**** Provided data ****

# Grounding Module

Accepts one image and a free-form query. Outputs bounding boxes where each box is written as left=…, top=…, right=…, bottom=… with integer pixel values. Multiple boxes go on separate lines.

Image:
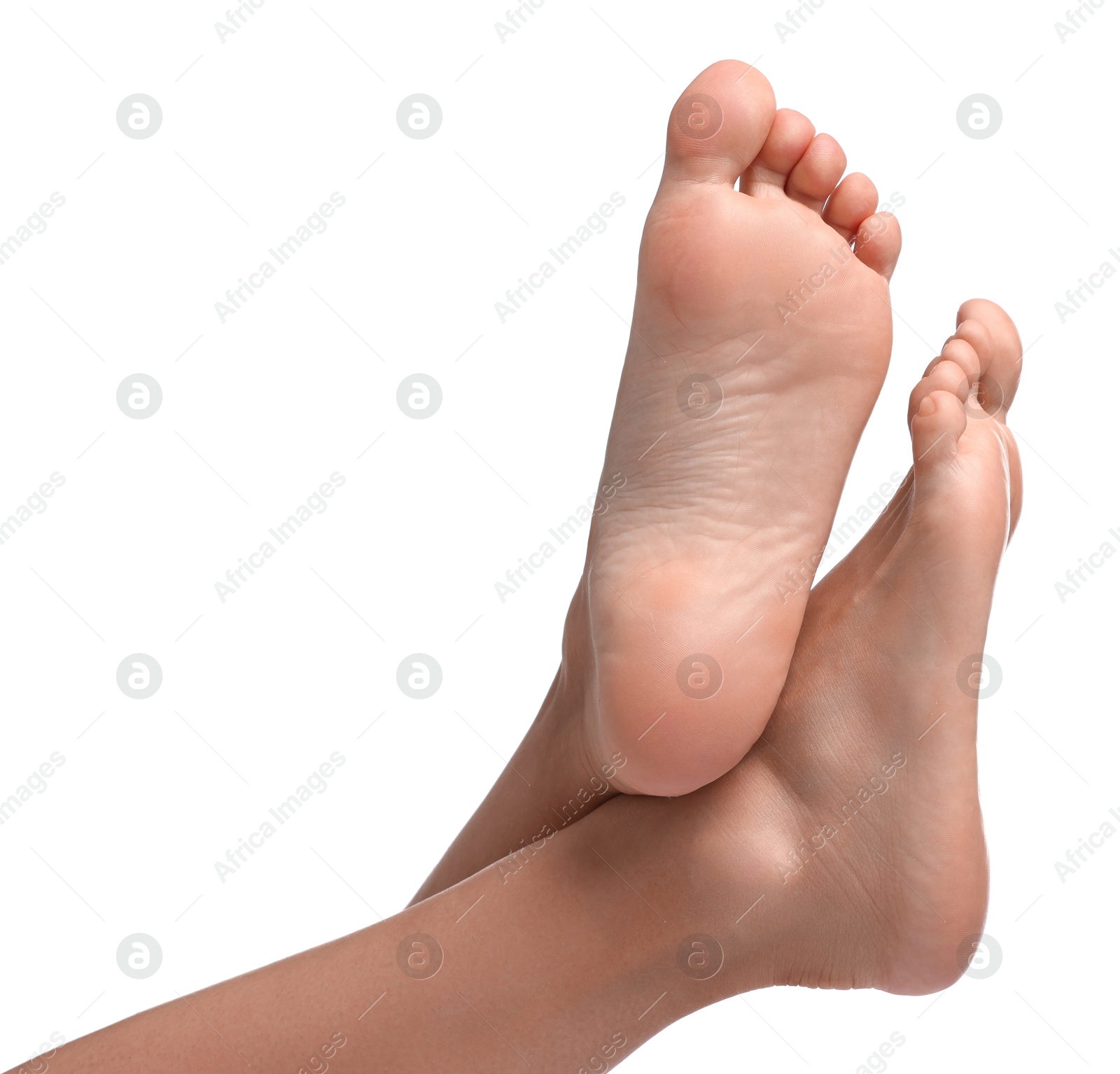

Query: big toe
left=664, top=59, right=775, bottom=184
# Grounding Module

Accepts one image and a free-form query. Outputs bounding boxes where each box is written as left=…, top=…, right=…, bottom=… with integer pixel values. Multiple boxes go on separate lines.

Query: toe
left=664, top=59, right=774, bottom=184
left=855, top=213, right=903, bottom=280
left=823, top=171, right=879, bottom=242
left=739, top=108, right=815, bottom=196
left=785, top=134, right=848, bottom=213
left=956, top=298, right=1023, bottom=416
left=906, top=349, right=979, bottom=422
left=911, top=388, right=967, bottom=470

****
**** Provided data ****

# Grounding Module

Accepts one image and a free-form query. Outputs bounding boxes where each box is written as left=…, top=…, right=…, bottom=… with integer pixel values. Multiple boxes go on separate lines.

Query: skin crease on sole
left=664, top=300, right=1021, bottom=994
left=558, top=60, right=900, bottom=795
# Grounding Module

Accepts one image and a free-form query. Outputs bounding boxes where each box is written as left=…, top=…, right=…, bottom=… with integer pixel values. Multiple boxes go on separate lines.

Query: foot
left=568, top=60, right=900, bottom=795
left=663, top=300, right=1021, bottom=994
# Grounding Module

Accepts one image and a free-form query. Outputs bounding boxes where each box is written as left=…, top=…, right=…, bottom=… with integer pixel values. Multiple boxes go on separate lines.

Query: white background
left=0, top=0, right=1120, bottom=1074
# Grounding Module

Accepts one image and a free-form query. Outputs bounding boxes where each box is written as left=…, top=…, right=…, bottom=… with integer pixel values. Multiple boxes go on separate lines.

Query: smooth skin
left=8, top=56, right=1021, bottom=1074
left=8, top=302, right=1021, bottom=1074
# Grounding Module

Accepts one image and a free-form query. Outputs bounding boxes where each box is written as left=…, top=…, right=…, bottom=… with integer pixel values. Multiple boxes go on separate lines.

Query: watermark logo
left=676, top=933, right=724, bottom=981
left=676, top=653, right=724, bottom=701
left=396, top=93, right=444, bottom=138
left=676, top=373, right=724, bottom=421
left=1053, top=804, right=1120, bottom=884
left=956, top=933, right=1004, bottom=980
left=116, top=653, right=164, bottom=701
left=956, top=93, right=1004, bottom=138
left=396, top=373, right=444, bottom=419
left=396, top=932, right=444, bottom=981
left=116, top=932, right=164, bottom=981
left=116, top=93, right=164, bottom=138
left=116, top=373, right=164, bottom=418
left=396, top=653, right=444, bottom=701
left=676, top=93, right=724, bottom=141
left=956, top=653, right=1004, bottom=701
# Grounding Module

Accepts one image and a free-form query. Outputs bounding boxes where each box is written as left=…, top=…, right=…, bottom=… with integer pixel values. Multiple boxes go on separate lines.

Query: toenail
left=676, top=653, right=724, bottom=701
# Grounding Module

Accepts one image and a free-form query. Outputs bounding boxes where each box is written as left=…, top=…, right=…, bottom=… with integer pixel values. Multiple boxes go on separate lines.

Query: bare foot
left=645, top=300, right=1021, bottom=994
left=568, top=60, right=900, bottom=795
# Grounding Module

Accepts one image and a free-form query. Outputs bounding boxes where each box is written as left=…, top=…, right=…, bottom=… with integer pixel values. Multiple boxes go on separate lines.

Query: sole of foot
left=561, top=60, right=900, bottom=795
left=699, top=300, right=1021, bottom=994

****

● Work to complete
Please pick out and copy every line of the records that contains the word "sole".

● Result of the task
Query: skin crease on sole
Query: sole of foot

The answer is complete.